-------- Records provided --------

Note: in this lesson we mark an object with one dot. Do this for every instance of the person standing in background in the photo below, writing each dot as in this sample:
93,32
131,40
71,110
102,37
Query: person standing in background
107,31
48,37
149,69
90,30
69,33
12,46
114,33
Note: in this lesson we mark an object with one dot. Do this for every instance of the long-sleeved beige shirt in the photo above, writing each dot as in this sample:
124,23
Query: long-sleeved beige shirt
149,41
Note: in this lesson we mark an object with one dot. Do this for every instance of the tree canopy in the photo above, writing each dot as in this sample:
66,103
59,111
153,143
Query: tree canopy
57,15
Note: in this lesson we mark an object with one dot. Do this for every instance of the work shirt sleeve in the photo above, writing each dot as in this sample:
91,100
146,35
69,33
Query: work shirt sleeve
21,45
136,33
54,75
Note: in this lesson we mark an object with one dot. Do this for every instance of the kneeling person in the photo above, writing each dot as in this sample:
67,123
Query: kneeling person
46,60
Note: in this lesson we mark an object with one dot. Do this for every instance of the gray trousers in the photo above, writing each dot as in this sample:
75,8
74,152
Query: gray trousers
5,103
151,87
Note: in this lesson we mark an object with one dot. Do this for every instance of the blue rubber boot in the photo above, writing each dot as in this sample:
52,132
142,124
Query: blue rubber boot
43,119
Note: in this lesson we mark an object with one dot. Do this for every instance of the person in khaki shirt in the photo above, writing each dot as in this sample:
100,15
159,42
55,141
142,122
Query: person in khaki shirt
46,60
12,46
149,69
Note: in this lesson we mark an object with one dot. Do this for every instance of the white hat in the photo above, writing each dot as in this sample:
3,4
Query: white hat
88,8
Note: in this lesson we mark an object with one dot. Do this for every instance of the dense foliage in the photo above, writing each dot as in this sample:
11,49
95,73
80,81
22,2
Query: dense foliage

--------

What is required: Retype the records word for word, starting at the line that contains "of the dense" and continuing through the end of the records.

Written response:
Note: in this lesson we mark an object with one dot. Do this for every instance of the dense foliage in the photo above, writing each dot as in this sample:
11,49
95,73
80,81
22,2
Query: dense foliage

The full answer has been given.